Stored records
+++++
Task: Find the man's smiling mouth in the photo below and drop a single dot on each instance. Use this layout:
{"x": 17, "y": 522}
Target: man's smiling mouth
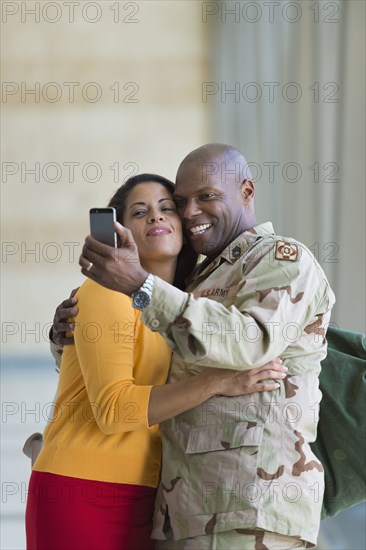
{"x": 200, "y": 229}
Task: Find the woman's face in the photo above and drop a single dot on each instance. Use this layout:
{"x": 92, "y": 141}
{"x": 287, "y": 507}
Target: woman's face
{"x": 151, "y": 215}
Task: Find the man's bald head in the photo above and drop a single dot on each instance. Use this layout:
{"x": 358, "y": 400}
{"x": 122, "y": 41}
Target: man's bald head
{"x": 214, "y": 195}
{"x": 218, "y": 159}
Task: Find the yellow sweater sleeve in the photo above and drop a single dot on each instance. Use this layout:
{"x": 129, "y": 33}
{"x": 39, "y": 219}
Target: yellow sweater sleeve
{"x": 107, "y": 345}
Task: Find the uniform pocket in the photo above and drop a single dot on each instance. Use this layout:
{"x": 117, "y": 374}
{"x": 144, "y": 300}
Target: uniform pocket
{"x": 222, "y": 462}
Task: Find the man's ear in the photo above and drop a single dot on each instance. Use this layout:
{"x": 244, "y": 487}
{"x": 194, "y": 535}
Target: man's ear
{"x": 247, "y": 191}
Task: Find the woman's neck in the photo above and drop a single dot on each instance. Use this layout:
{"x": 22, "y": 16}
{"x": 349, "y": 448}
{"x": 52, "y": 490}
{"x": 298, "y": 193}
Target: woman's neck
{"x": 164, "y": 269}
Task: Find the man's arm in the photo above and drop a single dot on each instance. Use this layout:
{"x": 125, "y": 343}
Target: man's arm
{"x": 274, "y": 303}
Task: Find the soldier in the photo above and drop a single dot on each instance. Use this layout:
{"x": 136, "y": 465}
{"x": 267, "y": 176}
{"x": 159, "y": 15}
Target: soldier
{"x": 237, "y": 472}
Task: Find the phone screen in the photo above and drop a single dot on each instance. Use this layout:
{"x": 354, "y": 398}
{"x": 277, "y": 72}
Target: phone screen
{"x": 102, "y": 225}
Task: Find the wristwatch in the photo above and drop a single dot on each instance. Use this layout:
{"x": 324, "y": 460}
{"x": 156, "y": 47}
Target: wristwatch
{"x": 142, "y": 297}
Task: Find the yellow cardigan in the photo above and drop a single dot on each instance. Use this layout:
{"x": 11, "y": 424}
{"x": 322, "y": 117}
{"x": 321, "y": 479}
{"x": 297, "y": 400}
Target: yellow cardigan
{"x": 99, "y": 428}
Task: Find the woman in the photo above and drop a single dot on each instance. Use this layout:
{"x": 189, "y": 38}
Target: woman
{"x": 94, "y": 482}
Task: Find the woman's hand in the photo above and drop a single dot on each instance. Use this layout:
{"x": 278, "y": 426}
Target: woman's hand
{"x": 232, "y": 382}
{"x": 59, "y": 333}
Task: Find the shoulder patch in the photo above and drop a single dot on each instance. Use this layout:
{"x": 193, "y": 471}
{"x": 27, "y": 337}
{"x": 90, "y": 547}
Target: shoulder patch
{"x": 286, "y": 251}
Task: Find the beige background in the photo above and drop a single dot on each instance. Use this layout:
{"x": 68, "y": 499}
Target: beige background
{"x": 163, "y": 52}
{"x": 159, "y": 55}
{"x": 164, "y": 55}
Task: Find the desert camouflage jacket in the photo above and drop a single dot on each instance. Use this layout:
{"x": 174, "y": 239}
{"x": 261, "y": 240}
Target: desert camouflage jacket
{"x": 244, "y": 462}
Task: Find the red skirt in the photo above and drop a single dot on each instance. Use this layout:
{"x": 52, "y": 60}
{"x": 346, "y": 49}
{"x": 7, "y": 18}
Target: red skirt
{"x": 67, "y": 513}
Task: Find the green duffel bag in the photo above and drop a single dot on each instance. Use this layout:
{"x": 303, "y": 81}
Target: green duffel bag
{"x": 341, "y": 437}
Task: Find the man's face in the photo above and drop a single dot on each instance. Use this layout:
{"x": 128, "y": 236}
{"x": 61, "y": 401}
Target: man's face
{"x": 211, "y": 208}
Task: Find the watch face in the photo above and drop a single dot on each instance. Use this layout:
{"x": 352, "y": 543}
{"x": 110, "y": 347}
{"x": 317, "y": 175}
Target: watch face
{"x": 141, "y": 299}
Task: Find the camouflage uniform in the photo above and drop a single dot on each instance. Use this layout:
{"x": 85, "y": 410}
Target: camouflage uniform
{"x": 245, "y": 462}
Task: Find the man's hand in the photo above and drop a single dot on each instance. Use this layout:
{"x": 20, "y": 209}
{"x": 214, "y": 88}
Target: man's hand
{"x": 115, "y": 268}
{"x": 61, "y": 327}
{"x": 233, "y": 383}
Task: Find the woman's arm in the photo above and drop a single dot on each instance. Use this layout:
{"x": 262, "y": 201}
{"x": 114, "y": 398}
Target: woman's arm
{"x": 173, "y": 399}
+++++
What is required
The line containing "Target: watch face" begins the span, and the last line of the records above ends it. Return that span exactly, and nothing outside it.

Expected answer
Target: watch face
{"x": 141, "y": 299}
Task: Find the camouflage uniform in the photo above and drop a single dot on each instance. Use this layout:
{"x": 85, "y": 410}
Target: camouflage uniform
{"x": 245, "y": 462}
Task: Find the man's hand in the photo above and drop a single dot on each instance. Use this layout:
{"x": 20, "y": 209}
{"x": 214, "y": 88}
Target: man's hand
{"x": 115, "y": 268}
{"x": 61, "y": 327}
{"x": 233, "y": 383}
Task: Find the woman's arm in the photo above and drop a single dot on each instance. Use this layout:
{"x": 262, "y": 201}
{"x": 114, "y": 398}
Target: woman's arm
{"x": 173, "y": 399}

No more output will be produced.